*Work to complete*.
Write out all the data again, exactly as it stands.

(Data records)
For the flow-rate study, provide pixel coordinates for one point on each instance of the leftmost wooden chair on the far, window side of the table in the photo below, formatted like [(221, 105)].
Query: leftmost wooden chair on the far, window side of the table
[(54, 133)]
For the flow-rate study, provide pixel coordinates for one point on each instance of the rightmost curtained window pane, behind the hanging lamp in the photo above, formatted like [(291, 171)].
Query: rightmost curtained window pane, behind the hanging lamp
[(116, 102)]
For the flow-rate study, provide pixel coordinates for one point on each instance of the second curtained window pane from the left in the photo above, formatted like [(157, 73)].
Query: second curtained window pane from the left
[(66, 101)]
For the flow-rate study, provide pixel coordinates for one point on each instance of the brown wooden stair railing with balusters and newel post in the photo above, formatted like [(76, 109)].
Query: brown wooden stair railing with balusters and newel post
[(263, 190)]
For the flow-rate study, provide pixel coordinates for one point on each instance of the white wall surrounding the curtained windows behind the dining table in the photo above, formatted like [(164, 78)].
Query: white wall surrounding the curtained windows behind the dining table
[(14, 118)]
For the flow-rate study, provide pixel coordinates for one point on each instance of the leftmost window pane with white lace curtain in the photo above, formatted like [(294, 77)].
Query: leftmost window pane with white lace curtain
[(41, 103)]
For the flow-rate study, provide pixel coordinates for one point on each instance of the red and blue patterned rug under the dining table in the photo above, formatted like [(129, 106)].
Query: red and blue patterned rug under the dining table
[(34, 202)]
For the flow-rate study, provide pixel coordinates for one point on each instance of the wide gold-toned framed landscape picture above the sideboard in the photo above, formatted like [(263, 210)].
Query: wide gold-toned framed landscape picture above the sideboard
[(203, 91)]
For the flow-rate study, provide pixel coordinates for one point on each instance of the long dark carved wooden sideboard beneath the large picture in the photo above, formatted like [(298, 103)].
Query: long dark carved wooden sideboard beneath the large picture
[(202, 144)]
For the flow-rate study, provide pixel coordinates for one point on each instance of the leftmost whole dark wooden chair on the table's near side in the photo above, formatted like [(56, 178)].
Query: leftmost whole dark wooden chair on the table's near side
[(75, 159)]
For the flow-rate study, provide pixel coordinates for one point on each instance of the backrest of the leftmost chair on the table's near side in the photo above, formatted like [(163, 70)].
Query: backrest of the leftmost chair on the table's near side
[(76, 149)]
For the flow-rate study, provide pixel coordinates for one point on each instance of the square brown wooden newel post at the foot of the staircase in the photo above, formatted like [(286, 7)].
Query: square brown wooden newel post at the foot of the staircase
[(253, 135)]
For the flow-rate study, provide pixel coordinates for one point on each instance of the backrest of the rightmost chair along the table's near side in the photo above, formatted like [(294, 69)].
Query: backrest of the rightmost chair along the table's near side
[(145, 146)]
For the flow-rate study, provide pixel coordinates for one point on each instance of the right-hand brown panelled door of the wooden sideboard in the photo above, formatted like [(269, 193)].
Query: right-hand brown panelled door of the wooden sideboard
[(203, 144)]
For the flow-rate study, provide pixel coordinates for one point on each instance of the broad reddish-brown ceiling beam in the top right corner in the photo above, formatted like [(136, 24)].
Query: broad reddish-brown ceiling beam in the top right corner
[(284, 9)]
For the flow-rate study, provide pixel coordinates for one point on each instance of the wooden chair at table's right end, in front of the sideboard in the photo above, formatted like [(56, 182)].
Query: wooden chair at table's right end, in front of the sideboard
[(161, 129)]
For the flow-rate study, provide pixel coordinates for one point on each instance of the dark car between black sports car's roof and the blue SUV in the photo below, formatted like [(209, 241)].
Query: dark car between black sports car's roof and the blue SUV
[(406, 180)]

*Completed exercise*.
For the flow-rate study, provide pixel coordinates for one point on each instance of the leftmost wooden chair on the far, window side of the table in the photo below, formatted like [(221, 105)].
Query: leftmost wooden chair on the far, window side of the table
[(54, 133)]
For the flow-rate study, provide pixel coordinates for one point on each instance of the rightmost curtained window pane, behind the hanging lamp in the photo above, formatted like [(291, 171)].
Query: rightmost curtained window pane, behind the hanging lamp
[(116, 102)]
For the flow-rate study, provide pixel coordinates for one point on each instance of the second curtained window pane from the left in the photo above, formatted like [(157, 73)].
Query: second curtained window pane from the left
[(66, 101)]
For the flow-rate study, provide pixel coordinates for one point on each instance of the brown wooden stair railing with balusters and newel post in the photo above, formatted like [(76, 109)].
Query: brown wooden stair railing with balusters and newel post
[(263, 190)]
For the flow-rate study, provide pixel coordinates for one point on each instance of the white wall surrounding the curtained windows behind the dining table in the photo above, formatted like [(164, 78)].
Query: white wall surrounding the curtained windows behind the dining table
[(14, 118)]
For the flow-rate study, provide pixel coordinates for one point on each instance of the leftmost window pane with white lace curtain in the photo above, formatted like [(294, 77)].
Query: leftmost window pane with white lace curtain
[(41, 103)]
For the flow-rate study, provide pixel coordinates for one point on each instance of the red and blue patterned rug under the dining table in the photo above, formatted like [(129, 106)].
Query: red and blue patterned rug under the dining table
[(34, 202)]
For the flow-rate study, provide pixel coordinates for one point on each instance of the wide gold-toned framed landscape picture above the sideboard in the photo above, formatted like [(263, 210)].
Query: wide gold-toned framed landscape picture above the sideboard
[(203, 91)]
For the flow-rate study, provide pixel coordinates for one point on each instance of the long dark carved wooden sideboard beneath the large picture in the photo above, formatted like [(298, 103)].
Query: long dark carved wooden sideboard beneath the large picture
[(202, 144)]
For the flow-rate study, provide pixel coordinates for one point on each instance of the leftmost whole dark wooden chair on the table's near side in the photo above, formatted like [(56, 178)].
Query: leftmost whole dark wooden chair on the table's near side
[(75, 159)]
For the flow-rate study, provide pixel coordinates for one point on each instance of the backrest of the leftmost chair on the table's near side in the photo above, formatted like [(163, 70)].
Query: backrest of the leftmost chair on the table's near side
[(76, 149)]
For the flow-rate study, provide pixel coordinates for one point on each instance of the square brown wooden newel post at the foot of the staircase in the photo above, formatted like [(286, 7)].
Query: square brown wooden newel post at the foot of the staircase
[(253, 135)]
For the flow-rate study, provide pixel coordinates for one point on each instance of the backrest of the rightmost chair along the table's near side in the photo above, formatted like [(294, 69)].
Query: backrest of the rightmost chair along the table's near side
[(145, 146)]
For the flow-rate study, provide pixel coordinates for one point on each instance of the right-hand brown panelled door of the wooden sideboard in the photo above, formatted like [(269, 193)].
Query: right-hand brown panelled door of the wooden sideboard
[(203, 144)]
For the flow-rate study, provide pixel coordinates for one point on each instance of the broad reddish-brown ceiling beam in the top right corner in the photo above, formatted like [(136, 24)].
Query: broad reddish-brown ceiling beam in the top right corner
[(284, 9)]
For the flow-rate study, provide pixel coordinates for one point on each instance of the wooden chair at table's right end, in front of the sideboard in the photo above, formatted like [(56, 182)].
Query: wooden chair at table's right end, in front of the sideboard
[(161, 129)]
For the flow-rate study, provide pixel coordinates for one point on each instance of the dark car between black sports car's roof and the blue SUV in the photo below, formatted like [(209, 241)].
Query: dark car between black sports car's roof and the blue SUV
[(406, 180)]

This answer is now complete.